Convert the records below, between the lines holding "Scan the image for the hoodie" and "[0,208,335,560]", inclusive, into a JSON list of strings with one string per line, and leave out blank lines.

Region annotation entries
▼
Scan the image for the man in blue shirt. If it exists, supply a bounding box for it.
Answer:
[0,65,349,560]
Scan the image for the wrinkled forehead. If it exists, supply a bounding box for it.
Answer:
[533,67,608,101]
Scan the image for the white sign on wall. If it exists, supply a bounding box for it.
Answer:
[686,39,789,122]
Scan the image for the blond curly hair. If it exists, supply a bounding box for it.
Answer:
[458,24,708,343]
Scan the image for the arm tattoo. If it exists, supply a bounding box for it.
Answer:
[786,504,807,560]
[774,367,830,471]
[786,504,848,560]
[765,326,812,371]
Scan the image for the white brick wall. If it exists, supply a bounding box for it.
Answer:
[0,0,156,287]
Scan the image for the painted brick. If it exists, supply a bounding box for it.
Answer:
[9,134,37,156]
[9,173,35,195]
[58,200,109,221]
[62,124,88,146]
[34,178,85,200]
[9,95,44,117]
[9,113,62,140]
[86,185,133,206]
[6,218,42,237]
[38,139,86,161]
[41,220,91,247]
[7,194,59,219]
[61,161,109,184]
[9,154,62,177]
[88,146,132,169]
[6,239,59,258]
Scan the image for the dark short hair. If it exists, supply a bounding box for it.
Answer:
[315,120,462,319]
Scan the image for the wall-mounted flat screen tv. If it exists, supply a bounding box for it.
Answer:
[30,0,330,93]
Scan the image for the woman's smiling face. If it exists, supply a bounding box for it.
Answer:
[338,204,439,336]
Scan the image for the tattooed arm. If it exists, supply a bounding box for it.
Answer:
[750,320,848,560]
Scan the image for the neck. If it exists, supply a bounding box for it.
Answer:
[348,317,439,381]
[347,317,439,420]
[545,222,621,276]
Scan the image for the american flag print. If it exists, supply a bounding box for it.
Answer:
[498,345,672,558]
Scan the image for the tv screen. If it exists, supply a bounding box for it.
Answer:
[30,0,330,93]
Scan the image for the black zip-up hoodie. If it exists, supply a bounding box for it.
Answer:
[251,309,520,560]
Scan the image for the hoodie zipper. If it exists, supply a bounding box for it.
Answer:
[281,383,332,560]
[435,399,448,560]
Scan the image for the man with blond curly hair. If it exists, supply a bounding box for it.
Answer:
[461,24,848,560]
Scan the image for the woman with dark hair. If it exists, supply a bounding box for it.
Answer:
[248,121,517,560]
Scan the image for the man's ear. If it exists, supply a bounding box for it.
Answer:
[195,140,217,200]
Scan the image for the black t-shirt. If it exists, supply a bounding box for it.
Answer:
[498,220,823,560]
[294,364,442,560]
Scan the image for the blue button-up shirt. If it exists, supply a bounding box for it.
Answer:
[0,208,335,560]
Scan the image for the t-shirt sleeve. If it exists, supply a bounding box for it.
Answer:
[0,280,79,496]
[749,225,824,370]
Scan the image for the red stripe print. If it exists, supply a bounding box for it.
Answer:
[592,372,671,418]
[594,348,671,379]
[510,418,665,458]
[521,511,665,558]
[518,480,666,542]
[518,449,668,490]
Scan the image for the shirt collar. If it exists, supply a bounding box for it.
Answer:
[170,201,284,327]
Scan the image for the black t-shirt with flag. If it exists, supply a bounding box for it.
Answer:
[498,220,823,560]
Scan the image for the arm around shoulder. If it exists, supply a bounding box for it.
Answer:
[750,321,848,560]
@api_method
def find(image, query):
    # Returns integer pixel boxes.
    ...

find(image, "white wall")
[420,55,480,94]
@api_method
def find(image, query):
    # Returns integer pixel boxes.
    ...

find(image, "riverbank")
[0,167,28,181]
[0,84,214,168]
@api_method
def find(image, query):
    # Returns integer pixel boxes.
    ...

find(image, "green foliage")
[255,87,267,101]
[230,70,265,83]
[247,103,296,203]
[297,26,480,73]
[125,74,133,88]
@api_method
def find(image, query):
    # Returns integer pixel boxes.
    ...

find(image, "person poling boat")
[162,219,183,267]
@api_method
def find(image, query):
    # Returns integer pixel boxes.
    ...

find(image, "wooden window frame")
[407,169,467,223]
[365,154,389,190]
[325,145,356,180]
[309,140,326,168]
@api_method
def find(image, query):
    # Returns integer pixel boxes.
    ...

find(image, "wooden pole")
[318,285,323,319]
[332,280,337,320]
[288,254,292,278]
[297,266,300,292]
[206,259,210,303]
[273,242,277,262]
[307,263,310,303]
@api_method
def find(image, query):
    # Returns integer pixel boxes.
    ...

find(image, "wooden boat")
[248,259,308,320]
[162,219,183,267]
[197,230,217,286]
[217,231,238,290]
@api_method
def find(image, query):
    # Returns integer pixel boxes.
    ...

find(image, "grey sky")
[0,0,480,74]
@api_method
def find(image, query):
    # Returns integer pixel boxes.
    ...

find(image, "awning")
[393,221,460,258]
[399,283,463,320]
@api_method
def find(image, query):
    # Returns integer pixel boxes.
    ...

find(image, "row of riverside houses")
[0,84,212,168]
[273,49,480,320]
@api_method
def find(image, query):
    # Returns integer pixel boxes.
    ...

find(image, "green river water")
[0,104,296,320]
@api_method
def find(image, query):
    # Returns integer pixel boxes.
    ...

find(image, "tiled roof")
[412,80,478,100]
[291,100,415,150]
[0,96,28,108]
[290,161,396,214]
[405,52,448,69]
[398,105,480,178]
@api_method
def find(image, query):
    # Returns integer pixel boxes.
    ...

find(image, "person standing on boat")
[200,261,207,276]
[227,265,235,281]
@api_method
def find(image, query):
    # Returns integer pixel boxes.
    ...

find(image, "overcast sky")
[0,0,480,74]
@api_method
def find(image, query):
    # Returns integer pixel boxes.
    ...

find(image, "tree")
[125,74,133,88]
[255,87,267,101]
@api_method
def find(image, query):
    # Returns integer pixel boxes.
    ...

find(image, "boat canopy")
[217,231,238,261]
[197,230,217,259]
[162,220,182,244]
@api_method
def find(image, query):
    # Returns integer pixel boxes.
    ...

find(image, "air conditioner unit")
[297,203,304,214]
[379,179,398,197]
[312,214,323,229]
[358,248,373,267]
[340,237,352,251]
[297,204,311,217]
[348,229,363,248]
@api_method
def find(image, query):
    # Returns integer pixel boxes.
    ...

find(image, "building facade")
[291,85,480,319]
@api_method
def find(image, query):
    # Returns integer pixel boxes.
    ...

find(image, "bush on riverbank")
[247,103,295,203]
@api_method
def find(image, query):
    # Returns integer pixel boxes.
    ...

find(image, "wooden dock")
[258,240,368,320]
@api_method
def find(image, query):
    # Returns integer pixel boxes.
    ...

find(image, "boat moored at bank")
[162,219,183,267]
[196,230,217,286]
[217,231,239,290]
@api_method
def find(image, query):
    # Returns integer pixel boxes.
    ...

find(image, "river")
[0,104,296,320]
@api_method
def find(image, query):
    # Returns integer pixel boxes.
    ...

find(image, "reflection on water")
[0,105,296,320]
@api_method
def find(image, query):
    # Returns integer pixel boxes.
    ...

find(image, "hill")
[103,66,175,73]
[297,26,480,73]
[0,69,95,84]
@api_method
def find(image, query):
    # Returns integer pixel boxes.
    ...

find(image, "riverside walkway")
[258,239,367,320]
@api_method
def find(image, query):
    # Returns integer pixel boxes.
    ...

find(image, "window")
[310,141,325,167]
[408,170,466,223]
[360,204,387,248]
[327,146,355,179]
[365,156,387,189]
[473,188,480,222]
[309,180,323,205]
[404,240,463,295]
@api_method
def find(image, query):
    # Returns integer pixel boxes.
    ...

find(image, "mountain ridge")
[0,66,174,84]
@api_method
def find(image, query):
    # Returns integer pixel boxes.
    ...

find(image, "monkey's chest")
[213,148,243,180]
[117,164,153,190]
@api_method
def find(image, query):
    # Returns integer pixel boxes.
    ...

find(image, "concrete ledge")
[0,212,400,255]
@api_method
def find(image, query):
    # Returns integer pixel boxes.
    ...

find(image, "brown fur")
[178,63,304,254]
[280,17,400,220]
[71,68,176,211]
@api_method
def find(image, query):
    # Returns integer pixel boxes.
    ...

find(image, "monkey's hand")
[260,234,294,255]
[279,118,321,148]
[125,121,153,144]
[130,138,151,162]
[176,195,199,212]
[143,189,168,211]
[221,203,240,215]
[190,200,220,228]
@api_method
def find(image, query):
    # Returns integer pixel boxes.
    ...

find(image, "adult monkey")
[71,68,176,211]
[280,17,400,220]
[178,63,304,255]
▲
PROBLEM SOLUTION:
[
  "Scan the image for the hoodie zipper. If it exists, supply a bounding box for it.",
  "Answer:",
  "[281,383,332,560]",
  "[435,399,448,560]",
  "Scan the image for the man with blond curly hair. If it exists, supply a bounding box for it.",
  "Answer:",
  "[461,24,848,560]",
  "Scan the image for the woman with dark hair. If it exists, supply a bounding box for it.",
  "Answer:",
  "[248,121,517,560]",
  "Scan the image for the man's ear. If it exists, supply a bounding box for it.",
  "Answer:",
  "[195,140,217,200]",
  "Scan the image for the black t-shirt. If it exists, supply a bounding box for it.",
  "Answer:",
  "[498,220,823,560]",
  "[294,364,442,560]",
  "Scan the image for the blue button-up shirt. If it exists, supply a bounding box for it.",
  "Answer:",
  "[0,208,335,560]"
]